Data file formats

This section provides an overview of the file formats supported by Source. Table 5 lists the supported time-series data file formats. Raster data file formats are listed in Table 6. Several GIS, graphics and other formats that are also recognised by Source are listed in Table 7 but are not otherwise described in this guide. Click on the link associated with each file extension to go directly to information about that time series.

Note: Formats with the ** symbol are part of the GDAL raster formats. A complete list of these is provided here.

Table 5. Text-based time-series data file formats

File extension	Description
.AR1	Annual stochastic time series
.AWB	AWBM daily time series
.BSB	SWAT BSB time series
.BSM	BoM 6 minute time series
.CDT	Comma delimited time series
.CSV	Comma-separated value
.DAT	F.Chiew time series
.IQQM	IQQM time series
.MRF	MFM monthly rainfall files
.PCP	SWAT daily time series
.SDT	Space delimited time series
.SILO5	SILO 5 time series
.SILO8	SILO 8 time series
.TTS	Tarsier daily time series

Table 6. Text-based raster data file formats

File extension	Description
.ASC**	ESRI ASCII grids
.MWASC	Map window ASCII grids
.TAPESG	Grid-based Terrain Analysis Data

Table 7. Other supported file formats

File extension	Description
.FLT	ESRI Binary Raster Interchange format
.JPG	GEO JPG Image (also .JPEG), and must have an associated .jgw world file
.MIF	MapInfo Interchange
.SHP**	ESRI Shape files
.TIF**	GeoTIFF Image (also .TIFF)

Data rows:

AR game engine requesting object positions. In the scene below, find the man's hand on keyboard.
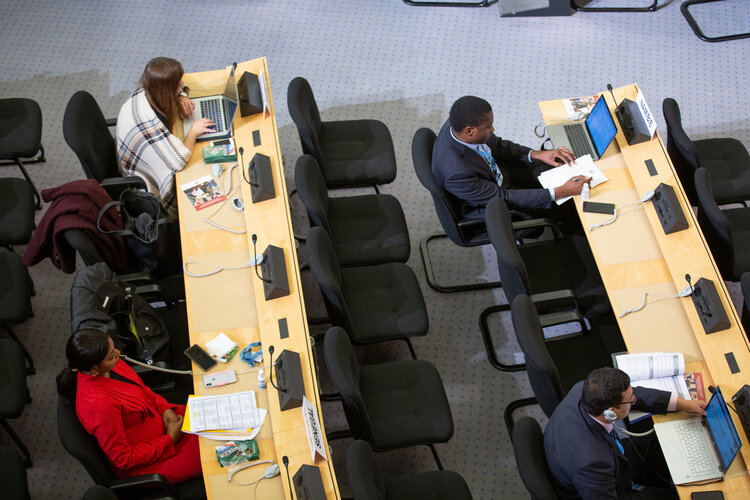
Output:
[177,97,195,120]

...

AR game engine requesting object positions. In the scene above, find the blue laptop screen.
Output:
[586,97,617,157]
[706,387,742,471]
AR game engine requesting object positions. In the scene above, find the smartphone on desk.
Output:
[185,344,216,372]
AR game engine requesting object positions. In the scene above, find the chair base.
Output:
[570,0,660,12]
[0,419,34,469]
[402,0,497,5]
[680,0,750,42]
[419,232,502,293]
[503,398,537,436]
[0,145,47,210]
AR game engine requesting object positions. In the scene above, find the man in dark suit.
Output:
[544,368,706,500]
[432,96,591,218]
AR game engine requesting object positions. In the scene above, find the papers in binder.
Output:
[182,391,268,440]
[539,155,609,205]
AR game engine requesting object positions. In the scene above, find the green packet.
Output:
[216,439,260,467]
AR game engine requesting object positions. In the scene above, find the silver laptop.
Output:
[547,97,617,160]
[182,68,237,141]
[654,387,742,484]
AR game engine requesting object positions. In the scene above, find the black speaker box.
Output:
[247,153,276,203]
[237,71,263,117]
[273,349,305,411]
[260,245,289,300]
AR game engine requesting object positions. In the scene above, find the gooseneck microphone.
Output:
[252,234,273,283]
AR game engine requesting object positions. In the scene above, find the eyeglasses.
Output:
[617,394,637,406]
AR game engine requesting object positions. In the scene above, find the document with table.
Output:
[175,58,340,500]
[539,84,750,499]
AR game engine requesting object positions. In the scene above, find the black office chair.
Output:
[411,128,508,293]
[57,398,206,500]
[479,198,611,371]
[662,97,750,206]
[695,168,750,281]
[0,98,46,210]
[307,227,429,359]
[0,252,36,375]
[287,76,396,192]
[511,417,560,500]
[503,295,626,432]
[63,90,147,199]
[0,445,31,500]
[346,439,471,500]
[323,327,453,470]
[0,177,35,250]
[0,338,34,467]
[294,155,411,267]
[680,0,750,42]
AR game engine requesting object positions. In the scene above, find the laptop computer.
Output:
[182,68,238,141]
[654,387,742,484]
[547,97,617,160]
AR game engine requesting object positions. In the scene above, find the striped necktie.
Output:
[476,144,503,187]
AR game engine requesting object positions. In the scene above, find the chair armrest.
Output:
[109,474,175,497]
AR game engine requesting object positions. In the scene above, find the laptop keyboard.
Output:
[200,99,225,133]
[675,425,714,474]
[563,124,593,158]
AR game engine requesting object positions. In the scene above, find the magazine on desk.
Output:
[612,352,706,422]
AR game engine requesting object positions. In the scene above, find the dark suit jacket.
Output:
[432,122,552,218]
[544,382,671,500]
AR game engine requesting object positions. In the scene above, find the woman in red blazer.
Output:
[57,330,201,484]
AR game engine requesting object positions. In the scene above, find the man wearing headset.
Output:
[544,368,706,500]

Exercise directions:
Based on the file formats section, mark each statement yes or no, and quote the words of the section that decide it.
(a) The .MRF extension is used for MFM monthly rainfall files.
(b) A .JPG image can be used without an associated world file.
(c) Table 6 lists the supported time-series data file formats.

Written solution:
(a) Yes: "MFM monthly rainfall files"
(b) No: "must have an associated .jgw world file"
(c) No: "Raster data file formats are listed in Table 6."